→ **WORK ORDER**: From the abstract on VCID pathology below, list every gene whose expression rose significantly after 6 weeks of diet administration.

→ **EXTRACT PROVIDED**:
Elucidating the neurodegnerative sequelae leading to VCID pathology.

Abstract

Vascular contributions to cognitive impairment and dementia (VCID) are one of the leading causes of dementia. High levels of plasma homocysteine or hyperhomocysteinemia has been characterized as a risk factor for VCID however, the mechanism underlying this connection remains elusive. I hypothesize that hyperhomocysteinemia initiates a pro-inflammatory cascade that increases the activity of matrix metalloproteinase 9 (MMP9) causing perivascular astrocytes to dissociate from their vessels, leading to blood brain barrier dysfunction and the progression toward VCID pathology. For in vivo studies, C57BL6 WT mice were placed on a control diet or a diet deficient in folate, vitamins B6 and B12 and enriched in methionine to induce hyperhomocysteinemia for 6, 10, 14, or 18 weeks. Immunohistochemistry and gene expression analysis were used to determine neuroinflammatory changes while histology was used to identify changes in astrocytic end-feet proteins and microhemorrhages. Gel zymography was used to assess proteinase activity of MMP9. Behavior was assessed using the 2-day radial arm water maze. For in vitro, experiments, primary astrocytes obtained from both WT and MMP9 null mice were placed in a co-culture model with WT primary endothelial cells. Trans-endothelial electrical resistance measurements were used to assess blood brain barrier integrity in response to homocysteine in vitro. After 6 weeks of diet administration, we saw a significant increase in gene expression of TNFα, IL-1β, IL-6 and IL-12α. This was followed by increases in MMP transcription and proteinase activity seen at 10 weeks on diet. Also, beginning at the 10-week time point, cognitive deficits became detectable, which coincided with significant disruptions between astrocytic end-feet and the cerebrovasculature. Finally, there was a significant increase in the number of microhemorrhages after 14 weeks on diet. In vitro, astrocytes showed an increase in MMP9 after 48 hours of homocysteine treatment. Collectively, our findings suggest that astrocytic MMP9 may play an integral role in the mechanism associating homocysteine induced neuroinflammation with vascular pathogenesis leading to VCID. Continued study of the cell specificity and mechanism of MMP9 mediated vascular pathology will allow us to systematically target the various stages of disease and ultimately prevent the progression of VCID.

→ **PROVIDED DATA**:
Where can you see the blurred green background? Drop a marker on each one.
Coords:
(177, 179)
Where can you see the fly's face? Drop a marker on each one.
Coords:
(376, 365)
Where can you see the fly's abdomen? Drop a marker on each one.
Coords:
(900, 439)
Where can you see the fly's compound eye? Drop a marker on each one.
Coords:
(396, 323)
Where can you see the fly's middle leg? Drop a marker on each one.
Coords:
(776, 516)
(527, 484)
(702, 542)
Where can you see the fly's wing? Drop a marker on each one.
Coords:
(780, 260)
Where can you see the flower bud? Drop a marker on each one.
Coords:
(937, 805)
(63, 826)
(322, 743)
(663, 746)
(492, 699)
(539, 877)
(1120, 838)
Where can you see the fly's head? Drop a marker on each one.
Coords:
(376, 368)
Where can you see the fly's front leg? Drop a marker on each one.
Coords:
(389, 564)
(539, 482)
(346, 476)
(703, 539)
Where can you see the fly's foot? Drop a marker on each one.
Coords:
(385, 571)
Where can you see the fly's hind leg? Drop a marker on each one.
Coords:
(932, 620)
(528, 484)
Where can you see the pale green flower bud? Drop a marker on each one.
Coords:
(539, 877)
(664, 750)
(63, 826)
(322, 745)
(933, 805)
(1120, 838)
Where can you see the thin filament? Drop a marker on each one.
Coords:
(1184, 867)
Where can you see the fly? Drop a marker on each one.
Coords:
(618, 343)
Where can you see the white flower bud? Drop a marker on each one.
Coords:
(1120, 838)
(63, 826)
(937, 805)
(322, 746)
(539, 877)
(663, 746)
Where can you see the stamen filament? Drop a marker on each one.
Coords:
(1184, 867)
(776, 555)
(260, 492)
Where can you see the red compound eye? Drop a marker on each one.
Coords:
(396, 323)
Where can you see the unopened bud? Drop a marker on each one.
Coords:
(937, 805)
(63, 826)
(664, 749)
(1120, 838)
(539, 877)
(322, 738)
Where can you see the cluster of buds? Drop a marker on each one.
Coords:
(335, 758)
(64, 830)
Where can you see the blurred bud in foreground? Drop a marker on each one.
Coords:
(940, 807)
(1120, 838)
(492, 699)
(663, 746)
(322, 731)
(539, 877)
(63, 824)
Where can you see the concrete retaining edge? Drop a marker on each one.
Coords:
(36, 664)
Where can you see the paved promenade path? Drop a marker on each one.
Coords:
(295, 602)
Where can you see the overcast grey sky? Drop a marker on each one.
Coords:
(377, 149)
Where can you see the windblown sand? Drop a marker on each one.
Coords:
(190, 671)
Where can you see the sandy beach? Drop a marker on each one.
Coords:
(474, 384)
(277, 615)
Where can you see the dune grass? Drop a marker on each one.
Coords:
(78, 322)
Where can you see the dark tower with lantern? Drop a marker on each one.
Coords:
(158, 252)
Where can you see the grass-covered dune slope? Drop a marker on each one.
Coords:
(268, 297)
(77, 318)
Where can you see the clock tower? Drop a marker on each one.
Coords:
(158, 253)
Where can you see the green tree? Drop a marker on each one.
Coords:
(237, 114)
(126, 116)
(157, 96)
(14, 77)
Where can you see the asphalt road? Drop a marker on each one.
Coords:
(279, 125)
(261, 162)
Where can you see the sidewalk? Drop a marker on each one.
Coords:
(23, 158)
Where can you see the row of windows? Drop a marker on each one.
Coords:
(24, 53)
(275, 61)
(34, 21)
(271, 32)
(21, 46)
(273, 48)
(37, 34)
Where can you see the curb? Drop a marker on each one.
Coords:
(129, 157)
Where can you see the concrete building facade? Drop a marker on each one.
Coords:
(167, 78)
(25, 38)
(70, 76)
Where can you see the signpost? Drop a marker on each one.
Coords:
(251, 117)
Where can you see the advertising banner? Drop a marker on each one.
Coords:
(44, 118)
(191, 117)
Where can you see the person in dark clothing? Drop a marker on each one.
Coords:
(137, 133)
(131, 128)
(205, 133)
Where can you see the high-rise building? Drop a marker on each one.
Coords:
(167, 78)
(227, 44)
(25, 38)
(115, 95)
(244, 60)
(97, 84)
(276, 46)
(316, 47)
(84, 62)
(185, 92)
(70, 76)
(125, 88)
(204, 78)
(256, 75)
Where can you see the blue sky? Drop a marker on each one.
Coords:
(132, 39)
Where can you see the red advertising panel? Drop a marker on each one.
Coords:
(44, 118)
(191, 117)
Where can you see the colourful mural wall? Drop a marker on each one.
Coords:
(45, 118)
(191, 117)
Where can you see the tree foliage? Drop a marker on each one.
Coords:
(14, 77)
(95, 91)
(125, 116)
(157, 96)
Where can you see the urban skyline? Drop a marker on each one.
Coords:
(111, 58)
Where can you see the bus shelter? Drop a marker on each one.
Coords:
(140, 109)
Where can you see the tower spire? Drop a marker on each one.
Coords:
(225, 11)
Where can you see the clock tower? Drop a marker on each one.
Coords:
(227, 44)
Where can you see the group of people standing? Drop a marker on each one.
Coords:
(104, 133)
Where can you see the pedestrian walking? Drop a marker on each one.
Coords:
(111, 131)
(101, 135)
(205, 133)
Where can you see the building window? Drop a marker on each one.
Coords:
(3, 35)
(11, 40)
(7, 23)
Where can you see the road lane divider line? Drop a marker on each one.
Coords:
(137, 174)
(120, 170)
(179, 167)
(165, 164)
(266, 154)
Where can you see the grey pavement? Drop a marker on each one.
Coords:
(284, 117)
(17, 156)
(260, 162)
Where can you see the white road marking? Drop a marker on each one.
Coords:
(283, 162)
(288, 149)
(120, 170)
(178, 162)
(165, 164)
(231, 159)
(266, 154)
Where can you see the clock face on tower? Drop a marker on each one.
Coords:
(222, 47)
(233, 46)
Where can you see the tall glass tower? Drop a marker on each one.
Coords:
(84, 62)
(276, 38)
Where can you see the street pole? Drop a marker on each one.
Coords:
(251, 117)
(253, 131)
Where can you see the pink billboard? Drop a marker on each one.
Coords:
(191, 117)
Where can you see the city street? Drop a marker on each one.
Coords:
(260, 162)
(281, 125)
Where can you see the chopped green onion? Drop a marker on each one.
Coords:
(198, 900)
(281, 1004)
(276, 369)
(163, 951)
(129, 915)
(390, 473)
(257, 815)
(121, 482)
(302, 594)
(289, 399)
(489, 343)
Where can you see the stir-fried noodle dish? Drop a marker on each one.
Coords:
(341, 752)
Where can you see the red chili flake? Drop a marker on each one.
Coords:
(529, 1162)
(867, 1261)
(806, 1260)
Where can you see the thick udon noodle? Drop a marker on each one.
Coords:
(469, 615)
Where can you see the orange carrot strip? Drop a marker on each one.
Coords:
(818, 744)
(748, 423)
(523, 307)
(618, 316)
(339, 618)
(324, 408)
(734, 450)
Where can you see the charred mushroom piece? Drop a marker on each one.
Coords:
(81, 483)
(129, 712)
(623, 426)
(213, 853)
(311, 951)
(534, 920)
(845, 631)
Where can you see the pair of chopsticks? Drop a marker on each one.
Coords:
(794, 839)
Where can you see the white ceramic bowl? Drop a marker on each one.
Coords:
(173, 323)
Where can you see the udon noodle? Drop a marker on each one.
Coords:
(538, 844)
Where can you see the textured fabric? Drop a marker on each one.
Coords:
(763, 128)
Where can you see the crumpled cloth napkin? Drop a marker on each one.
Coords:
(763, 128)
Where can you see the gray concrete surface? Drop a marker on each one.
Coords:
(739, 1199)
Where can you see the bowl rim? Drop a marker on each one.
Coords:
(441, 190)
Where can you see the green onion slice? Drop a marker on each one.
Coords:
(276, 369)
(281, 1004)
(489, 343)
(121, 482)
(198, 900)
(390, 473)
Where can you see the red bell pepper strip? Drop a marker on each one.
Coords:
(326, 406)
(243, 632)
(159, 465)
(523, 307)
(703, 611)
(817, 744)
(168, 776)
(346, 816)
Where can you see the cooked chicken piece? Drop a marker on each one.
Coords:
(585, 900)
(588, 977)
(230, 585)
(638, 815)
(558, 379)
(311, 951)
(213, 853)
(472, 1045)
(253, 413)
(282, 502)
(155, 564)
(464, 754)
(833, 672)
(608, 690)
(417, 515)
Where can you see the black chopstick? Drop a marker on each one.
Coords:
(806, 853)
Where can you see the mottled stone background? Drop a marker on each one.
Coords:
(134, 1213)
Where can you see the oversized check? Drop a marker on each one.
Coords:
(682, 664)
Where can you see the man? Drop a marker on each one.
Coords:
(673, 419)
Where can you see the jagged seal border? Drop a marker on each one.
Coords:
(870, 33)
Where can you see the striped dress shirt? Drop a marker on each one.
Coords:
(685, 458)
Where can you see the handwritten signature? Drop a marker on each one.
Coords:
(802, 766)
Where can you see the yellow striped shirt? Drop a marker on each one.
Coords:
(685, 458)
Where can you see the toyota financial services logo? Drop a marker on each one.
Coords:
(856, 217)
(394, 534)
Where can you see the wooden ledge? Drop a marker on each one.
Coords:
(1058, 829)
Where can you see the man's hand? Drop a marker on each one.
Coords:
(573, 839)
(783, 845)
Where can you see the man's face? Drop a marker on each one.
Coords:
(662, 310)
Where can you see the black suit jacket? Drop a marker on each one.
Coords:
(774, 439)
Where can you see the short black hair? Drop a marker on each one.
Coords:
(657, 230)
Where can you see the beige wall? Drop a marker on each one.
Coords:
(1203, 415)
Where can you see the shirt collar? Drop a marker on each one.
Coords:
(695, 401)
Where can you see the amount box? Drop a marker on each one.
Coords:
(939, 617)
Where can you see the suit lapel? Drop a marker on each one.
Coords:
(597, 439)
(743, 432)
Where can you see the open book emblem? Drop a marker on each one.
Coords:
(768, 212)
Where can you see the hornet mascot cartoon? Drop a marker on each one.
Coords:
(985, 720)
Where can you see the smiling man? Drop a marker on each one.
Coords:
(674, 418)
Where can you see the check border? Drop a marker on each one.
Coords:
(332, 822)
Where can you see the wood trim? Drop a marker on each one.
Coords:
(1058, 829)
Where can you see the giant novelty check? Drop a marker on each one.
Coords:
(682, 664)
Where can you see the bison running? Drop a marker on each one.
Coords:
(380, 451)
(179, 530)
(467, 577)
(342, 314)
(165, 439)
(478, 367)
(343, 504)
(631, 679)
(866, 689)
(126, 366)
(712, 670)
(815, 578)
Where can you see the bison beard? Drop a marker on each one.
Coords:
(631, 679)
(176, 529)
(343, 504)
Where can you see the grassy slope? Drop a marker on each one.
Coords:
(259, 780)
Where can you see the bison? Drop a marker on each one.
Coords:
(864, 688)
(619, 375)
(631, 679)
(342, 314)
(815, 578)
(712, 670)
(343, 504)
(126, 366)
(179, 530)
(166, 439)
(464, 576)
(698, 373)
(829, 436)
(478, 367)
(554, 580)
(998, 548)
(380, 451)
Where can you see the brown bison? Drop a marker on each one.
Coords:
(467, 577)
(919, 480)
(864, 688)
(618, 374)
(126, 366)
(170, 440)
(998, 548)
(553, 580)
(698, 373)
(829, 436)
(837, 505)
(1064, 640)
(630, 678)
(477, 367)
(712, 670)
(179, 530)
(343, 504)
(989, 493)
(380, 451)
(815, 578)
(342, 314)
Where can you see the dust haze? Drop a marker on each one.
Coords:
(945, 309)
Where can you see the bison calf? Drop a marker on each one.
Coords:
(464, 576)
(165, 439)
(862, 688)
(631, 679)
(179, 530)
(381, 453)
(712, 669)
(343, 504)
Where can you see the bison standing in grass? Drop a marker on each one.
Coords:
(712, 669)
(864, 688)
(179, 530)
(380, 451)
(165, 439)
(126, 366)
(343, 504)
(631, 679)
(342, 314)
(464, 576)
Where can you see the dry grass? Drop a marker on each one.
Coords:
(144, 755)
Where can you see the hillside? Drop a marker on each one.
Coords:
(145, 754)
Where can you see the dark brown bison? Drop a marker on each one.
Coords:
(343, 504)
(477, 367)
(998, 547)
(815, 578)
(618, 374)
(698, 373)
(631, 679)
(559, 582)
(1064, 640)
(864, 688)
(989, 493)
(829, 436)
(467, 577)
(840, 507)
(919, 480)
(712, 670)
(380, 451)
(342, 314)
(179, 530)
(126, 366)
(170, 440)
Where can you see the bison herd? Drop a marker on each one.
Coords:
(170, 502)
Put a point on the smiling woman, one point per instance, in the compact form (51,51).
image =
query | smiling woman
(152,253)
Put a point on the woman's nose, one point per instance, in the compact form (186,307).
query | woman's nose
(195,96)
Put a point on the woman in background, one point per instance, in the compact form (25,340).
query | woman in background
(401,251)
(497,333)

→ **COMPLETED TASK**: TNFα, IL-1β, IL-6, IL-12α